(Entries from a point annotation set)

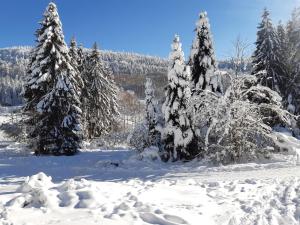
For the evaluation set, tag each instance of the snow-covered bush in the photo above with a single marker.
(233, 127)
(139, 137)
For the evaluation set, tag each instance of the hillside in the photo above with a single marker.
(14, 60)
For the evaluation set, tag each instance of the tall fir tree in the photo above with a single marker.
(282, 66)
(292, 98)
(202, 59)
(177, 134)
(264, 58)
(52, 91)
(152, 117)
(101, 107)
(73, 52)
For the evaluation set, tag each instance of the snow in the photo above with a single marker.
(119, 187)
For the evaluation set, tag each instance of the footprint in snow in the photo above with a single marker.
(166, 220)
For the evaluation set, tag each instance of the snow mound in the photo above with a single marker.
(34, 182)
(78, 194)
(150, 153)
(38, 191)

--

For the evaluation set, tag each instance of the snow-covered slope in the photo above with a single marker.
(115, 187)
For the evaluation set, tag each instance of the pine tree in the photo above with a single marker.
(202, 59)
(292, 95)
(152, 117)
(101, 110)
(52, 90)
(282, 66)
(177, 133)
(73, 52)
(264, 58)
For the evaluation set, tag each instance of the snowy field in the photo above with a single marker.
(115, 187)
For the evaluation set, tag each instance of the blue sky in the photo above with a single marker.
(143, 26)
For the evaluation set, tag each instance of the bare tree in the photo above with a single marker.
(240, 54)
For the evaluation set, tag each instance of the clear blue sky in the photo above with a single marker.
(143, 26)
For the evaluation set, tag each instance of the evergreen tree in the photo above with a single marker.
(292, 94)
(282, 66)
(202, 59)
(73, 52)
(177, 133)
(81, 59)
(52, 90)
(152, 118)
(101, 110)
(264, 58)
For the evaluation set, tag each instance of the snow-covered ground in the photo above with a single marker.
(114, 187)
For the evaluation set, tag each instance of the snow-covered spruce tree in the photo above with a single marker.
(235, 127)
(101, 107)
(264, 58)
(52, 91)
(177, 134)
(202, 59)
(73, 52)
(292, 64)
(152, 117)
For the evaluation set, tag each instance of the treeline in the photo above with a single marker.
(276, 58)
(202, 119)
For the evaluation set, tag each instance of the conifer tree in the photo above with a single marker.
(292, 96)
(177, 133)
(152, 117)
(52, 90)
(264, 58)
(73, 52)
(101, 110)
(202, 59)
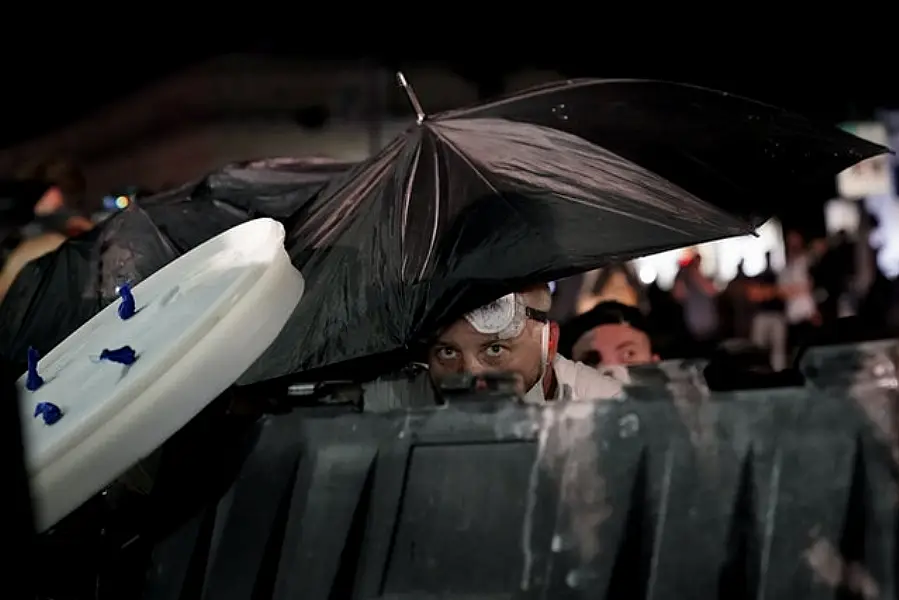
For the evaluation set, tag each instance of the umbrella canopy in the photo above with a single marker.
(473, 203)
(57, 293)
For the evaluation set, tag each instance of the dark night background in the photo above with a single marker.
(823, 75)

### Given task
Find every line in the rows above that contains the string "blue" and copy each one. Matching is case-sensitive.

### Solution to the problem
For the evaluation set, tag each instance of the blue sky in the photo above with a single marker.
For the evaluation set, tag each instance of the clear blue sky in the photo above with a single marker.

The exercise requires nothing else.